> [WHAT YOU HAVE TO DO]: Scan the entries below and extract each line with the word "yellow" in it.

[Photo-based referring expression data]
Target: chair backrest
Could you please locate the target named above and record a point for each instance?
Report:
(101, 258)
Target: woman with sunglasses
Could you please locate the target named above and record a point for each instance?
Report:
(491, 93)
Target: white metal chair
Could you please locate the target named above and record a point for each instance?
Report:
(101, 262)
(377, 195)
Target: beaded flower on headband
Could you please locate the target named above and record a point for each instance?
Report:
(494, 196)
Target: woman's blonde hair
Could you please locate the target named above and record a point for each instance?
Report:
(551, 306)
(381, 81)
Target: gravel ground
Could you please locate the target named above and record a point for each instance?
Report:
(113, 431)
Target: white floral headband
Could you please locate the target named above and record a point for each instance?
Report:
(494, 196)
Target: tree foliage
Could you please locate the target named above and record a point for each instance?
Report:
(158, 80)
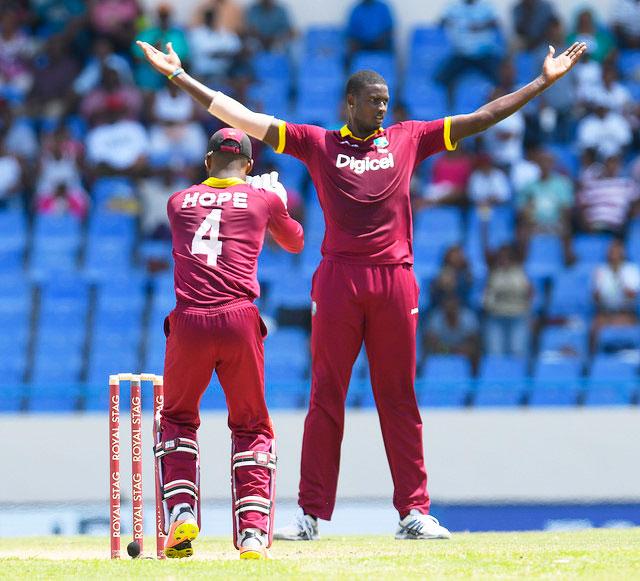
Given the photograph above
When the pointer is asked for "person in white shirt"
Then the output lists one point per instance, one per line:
(119, 145)
(616, 287)
(603, 127)
(488, 185)
(212, 49)
(505, 140)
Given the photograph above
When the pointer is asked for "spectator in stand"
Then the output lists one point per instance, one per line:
(606, 197)
(213, 49)
(176, 144)
(102, 58)
(603, 127)
(626, 23)
(545, 205)
(17, 134)
(556, 108)
(506, 300)
(54, 72)
(531, 19)
(16, 50)
(616, 95)
(155, 192)
(452, 329)
(269, 25)
(59, 176)
(117, 145)
(454, 278)
(11, 182)
(449, 179)
(370, 27)
(57, 17)
(616, 285)
(598, 40)
(230, 14)
(488, 184)
(504, 142)
(159, 34)
(115, 20)
(171, 104)
(473, 30)
(62, 201)
(111, 89)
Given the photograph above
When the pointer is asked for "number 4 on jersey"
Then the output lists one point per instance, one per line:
(211, 247)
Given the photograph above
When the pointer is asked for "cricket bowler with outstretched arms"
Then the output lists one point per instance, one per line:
(218, 228)
(364, 288)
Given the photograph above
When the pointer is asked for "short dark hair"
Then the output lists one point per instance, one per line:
(360, 79)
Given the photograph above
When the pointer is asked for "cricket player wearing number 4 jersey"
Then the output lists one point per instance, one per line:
(364, 290)
(218, 228)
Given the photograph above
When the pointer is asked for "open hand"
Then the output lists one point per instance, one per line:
(164, 62)
(554, 68)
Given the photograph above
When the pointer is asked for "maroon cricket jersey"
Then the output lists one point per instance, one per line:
(218, 229)
(363, 184)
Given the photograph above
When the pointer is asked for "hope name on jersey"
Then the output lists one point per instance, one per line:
(218, 229)
(363, 185)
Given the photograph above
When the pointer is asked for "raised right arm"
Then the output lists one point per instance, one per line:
(258, 125)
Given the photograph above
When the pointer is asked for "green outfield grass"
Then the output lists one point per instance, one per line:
(610, 554)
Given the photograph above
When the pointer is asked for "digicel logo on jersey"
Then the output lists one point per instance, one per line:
(359, 166)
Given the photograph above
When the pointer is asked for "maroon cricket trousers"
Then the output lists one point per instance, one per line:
(377, 304)
(229, 340)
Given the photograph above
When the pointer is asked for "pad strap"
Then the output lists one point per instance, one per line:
(179, 487)
(254, 458)
(257, 503)
(176, 445)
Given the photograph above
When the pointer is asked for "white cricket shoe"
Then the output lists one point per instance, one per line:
(253, 544)
(303, 528)
(417, 526)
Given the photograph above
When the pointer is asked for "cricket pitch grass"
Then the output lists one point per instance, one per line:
(591, 554)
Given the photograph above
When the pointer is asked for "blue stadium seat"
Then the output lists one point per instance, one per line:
(11, 396)
(629, 63)
(381, 62)
(591, 248)
(502, 382)
(272, 65)
(571, 294)
(213, 397)
(556, 382)
(58, 396)
(615, 338)
(613, 381)
(293, 292)
(564, 342)
(106, 189)
(545, 256)
(471, 91)
(324, 41)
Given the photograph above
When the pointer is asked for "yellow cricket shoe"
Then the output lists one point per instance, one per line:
(183, 530)
(253, 544)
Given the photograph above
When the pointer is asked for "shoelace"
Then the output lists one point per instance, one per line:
(305, 527)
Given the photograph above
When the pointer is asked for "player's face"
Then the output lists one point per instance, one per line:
(369, 107)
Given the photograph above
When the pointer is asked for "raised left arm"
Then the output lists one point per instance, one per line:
(488, 115)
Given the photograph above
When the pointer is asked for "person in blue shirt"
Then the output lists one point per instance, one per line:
(370, 27)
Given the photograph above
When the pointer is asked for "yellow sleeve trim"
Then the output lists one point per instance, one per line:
(447, 135)
(282, 137)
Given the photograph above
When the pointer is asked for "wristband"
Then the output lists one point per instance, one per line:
(175, 73)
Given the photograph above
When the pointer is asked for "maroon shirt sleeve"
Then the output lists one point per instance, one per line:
(285, 230)
(432, 136)
(298, 140)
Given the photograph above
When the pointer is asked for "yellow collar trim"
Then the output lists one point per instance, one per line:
(346, 132)
(222, 182)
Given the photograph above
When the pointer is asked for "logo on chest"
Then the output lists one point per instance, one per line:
(360, 166)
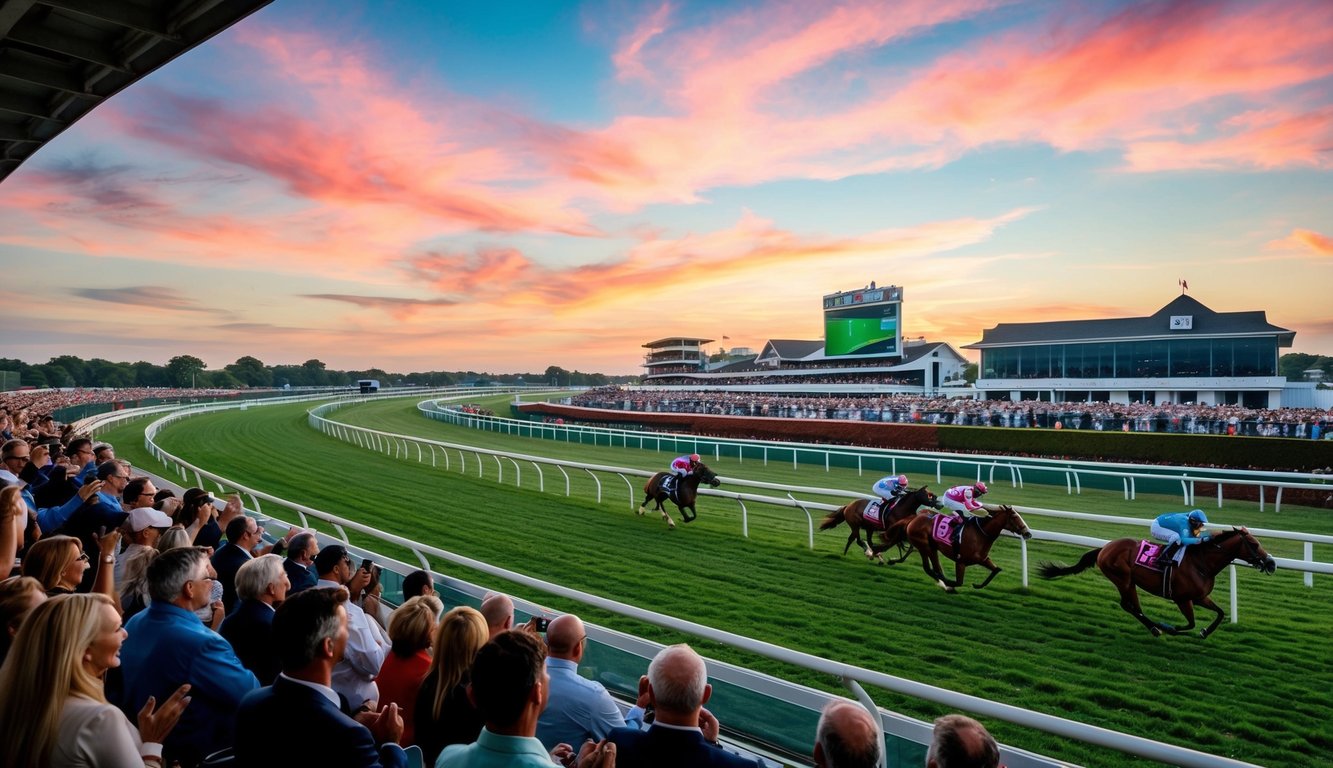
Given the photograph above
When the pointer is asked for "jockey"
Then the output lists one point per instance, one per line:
(1179, 530)
(963, 500)
(891, 487)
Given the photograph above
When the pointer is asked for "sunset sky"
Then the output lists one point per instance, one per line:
(511, 186)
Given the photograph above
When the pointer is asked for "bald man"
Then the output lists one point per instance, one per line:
(683, 732)
(960, 742)
(847, 738)
(579, 708)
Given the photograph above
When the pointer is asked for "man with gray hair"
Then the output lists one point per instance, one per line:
(960, 742)
(168, 647)
(261, 586)
(683, 732)
(847, 738)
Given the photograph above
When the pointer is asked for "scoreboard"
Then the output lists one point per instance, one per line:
(865, 322)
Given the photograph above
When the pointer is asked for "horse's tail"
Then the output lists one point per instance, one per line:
(1049, 570)
(833, 519)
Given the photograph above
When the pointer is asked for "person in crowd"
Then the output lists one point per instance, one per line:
(444, 715)
(367, 644)
(579, 708)
(683, 467)
(309, 635)
(243, 535)
(417, 583)
(17, 596)
(683, 732)
(411, 630)
(169, 647)
(891, 487)
(960, 742)
(509, 688)
(261, 586)
(53, 707)
(60, 562)
(1179, 530)
(145, 527)
(300, 559)
(847, 738)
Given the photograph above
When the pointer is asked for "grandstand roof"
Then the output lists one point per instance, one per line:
(1204, 323)
(59, 59)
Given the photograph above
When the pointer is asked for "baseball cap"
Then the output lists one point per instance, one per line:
(143, 518)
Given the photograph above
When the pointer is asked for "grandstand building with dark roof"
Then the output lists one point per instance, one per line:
(1184, 352)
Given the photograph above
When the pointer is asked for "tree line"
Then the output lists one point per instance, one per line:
(187, 371)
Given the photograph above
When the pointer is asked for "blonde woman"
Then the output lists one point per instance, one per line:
(411, 631)
(443, 712)
(53, 708)
(17, 596)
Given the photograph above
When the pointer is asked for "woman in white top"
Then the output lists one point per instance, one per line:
(53, 708)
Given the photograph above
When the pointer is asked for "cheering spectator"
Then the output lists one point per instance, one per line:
(411, 630)
(53, 708)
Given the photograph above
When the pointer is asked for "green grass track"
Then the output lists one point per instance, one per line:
(1256, 691)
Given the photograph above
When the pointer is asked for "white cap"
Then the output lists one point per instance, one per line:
(143, 518)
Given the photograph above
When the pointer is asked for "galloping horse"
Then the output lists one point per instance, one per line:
(979, 535)
(901, 508)
(683, 496)
(1191, 582)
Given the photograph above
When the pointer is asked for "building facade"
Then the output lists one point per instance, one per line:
(1184, 352)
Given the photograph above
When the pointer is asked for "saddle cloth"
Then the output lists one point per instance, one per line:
(943, 528)
(872, 514)
(1147, 555)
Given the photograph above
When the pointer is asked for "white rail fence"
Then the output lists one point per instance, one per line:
(853, 678)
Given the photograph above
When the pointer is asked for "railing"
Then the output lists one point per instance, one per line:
(1072, 474)
(855, 678)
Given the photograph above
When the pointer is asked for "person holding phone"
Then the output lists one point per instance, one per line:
(367, 643)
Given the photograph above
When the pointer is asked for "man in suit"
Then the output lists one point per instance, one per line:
(847, 738)
(309, 631)
(300, 555)
(683, 732)
(243, 535)
(261, 586)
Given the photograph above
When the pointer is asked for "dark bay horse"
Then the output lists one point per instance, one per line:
(853, 515)
(1191, 582)
(979, 535)
(684, 495)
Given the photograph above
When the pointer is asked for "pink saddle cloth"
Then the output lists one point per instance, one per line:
(1147, 555)
(943, 528)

> [TASK SOLUTION]:
When the pointer is asked for "yellow cricket shoe"
When the pointer is asked for "yellow sleeve trim"
When the pointer is asked for "yellow collar trim"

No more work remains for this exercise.